• Task objective
Retype, word for word, every line from the one holding "Can you find the shallow" through the one holding "Can you find the rippled" in the entries below, both included, and only those lines.

━━━━━━━━━━━━━━━━

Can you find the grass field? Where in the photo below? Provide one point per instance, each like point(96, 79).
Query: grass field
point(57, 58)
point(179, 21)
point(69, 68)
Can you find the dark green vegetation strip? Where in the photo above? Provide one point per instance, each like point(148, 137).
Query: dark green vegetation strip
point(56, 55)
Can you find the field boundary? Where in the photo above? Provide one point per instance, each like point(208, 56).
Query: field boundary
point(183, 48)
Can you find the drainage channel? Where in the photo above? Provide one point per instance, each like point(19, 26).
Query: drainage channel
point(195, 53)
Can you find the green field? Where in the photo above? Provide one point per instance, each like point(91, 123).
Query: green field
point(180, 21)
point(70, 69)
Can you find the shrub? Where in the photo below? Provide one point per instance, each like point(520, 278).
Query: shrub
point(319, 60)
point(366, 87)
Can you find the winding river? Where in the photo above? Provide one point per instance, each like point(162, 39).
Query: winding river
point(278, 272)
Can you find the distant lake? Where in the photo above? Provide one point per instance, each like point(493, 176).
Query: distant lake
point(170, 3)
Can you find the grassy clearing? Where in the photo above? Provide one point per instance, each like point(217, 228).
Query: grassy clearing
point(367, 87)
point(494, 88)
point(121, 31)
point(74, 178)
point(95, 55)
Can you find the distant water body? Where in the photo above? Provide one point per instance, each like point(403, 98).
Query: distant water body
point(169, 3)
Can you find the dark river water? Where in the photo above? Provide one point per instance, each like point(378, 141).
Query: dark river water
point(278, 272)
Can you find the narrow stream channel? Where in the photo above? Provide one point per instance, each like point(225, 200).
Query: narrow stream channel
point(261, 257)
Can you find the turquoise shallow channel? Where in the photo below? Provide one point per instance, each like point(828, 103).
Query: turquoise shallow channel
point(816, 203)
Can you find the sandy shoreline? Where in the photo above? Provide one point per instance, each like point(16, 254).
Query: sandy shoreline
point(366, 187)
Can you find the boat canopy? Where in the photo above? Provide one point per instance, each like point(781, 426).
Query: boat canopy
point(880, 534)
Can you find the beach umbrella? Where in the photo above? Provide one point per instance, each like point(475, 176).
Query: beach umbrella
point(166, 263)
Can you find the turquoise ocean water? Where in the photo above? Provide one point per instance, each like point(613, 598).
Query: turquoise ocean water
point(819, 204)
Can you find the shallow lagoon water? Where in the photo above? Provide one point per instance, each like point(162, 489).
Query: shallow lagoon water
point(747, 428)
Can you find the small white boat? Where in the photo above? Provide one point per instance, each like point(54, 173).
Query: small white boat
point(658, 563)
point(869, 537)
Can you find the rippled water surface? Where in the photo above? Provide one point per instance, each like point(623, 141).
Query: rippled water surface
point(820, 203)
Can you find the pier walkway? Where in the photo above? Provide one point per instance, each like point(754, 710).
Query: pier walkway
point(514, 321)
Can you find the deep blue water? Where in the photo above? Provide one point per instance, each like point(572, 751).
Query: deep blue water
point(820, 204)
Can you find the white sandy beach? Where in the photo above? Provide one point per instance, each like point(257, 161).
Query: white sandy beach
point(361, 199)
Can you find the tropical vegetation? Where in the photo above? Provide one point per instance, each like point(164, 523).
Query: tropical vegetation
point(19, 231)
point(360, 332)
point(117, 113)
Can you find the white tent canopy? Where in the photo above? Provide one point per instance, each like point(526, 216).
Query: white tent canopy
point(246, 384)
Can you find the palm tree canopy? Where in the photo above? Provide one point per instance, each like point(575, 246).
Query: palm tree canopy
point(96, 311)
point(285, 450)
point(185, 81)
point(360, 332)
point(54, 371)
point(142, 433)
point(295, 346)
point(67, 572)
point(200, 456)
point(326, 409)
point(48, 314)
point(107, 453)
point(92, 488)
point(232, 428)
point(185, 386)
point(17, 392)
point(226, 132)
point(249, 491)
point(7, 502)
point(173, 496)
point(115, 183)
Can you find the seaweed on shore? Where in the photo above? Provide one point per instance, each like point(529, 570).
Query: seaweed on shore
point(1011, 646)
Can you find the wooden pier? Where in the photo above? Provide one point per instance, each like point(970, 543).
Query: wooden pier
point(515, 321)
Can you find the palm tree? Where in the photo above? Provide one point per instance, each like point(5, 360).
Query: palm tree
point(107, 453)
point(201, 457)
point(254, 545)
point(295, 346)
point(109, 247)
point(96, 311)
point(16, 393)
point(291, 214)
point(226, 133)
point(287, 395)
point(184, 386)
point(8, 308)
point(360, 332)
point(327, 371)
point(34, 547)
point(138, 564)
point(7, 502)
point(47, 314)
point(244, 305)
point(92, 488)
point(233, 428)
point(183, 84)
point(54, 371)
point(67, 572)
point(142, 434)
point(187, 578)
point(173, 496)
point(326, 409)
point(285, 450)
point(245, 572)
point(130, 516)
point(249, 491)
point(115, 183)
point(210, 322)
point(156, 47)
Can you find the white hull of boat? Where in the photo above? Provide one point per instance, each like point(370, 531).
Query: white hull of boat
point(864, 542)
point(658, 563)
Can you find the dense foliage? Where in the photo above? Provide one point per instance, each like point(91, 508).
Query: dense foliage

━━━━━━━━━━━━━━━━

• Output
Can you find the shallow lagoon water? Where in the photo above? Provide one point per instance, each like point(162, 489).
Query: shallow lagoon water
point(747, 428)
Can you find the small white boat? Where in the photo above? Provide one point per instance, each like point(54, 173).
Query: small white boat
point(658, 563)
point(869, 537)
Can you find the rippled water surface? Where in the photo above? Provide one point per instance, each like point(623, 141).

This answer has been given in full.